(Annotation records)
** begin **

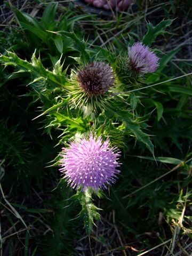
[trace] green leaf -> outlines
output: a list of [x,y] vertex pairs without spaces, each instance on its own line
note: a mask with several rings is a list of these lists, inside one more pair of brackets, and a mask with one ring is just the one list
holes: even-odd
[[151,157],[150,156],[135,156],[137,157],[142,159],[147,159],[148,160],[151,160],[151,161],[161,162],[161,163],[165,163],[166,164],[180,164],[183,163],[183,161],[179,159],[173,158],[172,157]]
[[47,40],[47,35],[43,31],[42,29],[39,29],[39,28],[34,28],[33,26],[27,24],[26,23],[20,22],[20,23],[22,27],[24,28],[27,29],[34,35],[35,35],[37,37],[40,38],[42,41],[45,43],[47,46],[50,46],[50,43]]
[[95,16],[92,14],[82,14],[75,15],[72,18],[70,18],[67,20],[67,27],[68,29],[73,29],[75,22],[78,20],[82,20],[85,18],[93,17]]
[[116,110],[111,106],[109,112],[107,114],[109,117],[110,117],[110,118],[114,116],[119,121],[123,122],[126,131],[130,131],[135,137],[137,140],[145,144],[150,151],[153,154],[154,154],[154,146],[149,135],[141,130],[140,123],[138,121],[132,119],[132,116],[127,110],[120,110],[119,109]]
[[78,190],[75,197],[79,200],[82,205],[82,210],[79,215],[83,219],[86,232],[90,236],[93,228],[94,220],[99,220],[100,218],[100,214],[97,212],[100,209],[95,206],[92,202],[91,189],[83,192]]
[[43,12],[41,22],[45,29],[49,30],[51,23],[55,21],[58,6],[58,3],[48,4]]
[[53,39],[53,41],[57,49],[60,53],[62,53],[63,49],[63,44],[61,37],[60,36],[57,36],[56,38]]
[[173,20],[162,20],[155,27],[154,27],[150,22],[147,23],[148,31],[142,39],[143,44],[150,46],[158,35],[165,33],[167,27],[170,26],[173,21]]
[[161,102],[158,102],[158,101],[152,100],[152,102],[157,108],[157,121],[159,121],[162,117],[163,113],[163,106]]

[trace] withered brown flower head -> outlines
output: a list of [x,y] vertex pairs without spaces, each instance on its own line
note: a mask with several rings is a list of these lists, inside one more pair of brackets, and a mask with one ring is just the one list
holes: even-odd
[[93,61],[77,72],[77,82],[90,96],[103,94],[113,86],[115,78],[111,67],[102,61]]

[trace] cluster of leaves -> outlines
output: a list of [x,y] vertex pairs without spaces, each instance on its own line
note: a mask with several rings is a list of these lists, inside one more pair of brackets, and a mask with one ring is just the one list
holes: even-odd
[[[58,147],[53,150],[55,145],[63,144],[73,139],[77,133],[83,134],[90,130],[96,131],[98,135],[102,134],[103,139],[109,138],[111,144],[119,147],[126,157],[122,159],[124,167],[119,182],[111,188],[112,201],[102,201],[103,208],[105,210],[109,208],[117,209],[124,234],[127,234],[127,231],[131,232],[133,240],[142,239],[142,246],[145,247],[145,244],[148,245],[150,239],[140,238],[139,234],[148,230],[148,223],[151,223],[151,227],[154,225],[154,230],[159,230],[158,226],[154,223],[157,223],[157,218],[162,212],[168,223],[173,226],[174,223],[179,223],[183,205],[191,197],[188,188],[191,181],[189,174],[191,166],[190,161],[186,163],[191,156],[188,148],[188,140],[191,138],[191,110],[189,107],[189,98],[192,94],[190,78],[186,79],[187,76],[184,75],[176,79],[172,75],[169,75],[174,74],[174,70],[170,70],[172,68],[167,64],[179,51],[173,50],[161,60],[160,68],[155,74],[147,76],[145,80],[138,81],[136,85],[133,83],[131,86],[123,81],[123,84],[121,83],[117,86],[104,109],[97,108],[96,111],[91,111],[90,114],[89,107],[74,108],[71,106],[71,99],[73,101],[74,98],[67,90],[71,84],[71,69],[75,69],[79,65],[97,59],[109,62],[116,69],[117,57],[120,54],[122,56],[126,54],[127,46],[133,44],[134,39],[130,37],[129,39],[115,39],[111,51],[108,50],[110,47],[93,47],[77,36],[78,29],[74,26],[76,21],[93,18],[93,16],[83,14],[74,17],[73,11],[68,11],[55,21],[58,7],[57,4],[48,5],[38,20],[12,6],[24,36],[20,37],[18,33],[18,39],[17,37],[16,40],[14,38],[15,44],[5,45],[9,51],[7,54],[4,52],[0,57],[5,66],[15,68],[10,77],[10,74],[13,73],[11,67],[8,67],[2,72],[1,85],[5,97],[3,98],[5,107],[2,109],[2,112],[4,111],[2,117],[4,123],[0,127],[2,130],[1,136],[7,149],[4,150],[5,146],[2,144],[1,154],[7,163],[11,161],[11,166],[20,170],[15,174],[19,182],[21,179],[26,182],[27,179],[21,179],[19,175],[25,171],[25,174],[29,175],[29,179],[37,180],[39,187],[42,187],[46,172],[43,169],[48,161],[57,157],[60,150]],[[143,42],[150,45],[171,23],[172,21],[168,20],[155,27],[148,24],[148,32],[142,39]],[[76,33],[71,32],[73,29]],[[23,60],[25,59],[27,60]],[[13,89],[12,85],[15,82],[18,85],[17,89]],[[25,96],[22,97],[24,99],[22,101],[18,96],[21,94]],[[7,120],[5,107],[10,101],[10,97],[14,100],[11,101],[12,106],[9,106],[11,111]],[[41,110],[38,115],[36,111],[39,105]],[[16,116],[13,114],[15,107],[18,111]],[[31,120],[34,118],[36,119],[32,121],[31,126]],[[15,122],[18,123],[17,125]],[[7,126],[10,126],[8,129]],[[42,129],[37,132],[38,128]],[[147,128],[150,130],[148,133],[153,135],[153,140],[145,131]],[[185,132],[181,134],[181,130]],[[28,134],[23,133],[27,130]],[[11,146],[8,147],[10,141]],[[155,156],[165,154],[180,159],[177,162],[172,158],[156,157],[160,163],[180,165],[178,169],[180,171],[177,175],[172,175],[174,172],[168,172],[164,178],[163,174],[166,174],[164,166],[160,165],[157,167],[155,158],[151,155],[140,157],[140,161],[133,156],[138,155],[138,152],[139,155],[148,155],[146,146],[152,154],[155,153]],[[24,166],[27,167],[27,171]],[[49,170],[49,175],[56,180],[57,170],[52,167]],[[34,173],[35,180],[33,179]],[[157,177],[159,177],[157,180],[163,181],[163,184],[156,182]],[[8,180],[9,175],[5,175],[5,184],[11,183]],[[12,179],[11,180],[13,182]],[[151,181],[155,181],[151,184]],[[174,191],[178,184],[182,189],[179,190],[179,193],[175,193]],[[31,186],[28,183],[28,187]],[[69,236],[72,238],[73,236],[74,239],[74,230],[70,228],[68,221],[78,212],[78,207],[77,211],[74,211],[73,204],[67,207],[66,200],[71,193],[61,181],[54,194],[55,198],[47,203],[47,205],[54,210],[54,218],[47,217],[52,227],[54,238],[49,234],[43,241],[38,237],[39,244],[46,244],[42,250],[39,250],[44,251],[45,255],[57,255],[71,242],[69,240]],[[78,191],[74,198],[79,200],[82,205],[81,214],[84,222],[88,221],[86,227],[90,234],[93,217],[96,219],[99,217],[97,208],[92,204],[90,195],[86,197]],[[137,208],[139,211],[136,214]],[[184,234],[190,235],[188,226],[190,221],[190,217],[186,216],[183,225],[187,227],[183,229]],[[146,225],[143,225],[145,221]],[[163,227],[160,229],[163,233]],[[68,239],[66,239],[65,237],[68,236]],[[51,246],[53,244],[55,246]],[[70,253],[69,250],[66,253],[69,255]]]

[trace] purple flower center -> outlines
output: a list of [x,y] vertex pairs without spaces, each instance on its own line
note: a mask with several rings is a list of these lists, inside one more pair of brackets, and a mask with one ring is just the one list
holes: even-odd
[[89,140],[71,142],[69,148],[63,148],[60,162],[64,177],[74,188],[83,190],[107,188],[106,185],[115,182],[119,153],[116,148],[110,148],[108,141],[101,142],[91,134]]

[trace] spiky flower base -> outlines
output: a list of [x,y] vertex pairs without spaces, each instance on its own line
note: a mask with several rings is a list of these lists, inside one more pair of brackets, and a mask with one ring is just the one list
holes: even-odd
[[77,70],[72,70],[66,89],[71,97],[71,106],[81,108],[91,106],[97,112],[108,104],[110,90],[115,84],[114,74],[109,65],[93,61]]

** end **
** begin **

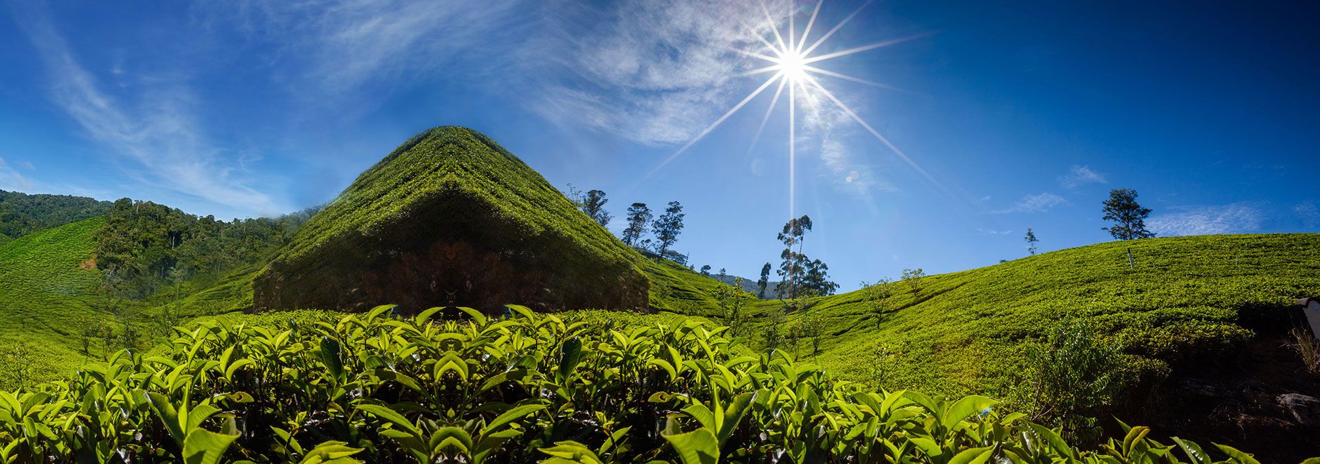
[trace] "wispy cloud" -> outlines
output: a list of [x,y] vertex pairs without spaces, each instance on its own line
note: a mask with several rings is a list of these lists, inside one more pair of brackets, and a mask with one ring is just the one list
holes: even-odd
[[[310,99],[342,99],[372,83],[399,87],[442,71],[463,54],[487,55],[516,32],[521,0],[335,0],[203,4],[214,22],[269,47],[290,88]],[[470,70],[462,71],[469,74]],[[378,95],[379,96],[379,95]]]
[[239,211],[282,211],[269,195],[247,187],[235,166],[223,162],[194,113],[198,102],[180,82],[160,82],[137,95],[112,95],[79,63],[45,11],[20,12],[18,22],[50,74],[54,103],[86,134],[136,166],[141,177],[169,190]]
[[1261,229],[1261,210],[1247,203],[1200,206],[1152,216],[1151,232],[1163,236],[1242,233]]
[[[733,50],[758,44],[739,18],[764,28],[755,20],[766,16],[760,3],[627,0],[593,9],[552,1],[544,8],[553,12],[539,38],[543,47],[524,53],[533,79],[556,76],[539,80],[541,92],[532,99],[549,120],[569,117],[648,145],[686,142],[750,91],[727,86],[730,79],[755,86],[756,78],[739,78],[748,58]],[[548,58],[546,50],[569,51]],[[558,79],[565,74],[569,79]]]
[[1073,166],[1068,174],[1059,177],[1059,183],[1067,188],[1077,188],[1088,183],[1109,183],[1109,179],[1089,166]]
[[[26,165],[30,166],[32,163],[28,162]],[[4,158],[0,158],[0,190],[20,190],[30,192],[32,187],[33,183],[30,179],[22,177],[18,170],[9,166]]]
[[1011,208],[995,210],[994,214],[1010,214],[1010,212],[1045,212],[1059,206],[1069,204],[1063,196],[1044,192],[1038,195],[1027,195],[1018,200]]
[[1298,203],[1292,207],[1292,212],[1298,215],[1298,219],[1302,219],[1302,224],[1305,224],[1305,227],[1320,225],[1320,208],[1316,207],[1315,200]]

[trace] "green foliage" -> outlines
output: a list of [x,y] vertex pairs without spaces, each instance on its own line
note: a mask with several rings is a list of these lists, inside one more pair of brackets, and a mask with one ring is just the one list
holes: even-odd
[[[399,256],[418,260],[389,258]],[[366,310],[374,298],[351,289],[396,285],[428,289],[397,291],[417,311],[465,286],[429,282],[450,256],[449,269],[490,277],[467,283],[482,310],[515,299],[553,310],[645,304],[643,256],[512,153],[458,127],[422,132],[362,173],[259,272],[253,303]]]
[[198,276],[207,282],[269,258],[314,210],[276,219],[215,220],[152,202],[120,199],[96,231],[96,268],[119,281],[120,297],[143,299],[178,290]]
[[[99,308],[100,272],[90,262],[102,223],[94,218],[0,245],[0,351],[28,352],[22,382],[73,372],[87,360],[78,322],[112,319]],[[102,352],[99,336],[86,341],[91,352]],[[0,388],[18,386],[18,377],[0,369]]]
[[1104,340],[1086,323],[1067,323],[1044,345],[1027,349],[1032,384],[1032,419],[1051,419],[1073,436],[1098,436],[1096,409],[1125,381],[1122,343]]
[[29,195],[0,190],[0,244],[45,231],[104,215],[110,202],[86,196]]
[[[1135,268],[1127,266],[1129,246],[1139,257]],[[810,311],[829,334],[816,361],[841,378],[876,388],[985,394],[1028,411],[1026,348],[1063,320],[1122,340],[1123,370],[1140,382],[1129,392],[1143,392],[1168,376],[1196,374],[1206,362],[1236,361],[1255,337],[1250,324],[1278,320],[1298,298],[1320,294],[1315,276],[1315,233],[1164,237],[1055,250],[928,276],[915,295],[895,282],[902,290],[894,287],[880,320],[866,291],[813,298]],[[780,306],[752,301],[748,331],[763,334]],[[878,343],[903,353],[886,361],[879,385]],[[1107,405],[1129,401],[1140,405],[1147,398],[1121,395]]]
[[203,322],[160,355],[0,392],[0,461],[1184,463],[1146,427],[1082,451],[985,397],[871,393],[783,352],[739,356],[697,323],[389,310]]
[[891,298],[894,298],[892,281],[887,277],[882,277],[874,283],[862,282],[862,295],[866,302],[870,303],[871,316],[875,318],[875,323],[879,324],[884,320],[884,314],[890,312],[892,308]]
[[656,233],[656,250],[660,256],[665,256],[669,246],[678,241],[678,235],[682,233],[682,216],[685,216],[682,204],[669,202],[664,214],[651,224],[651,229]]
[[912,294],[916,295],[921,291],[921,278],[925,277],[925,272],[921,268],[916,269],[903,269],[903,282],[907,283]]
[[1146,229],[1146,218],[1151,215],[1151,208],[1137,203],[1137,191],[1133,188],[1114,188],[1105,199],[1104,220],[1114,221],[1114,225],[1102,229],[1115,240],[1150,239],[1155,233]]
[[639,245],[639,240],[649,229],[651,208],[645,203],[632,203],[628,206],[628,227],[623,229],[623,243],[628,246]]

** end **

● **DIRECTIVE**: Find every line in the data above that contains the word "outlines" and copy each one out.

● **ANSWER FOR THIS EXERCISE**:
[trace] green leaf -> outlines
[trace] withered brown flower head -> outlines
[trace] cluster of leaves -> outlines
[trace] purple flower center -> outlines
[trace] spiky flower base -> outlines
[trace] "wispy cloud" -> outlines
[trace] "green foliage" -> outlines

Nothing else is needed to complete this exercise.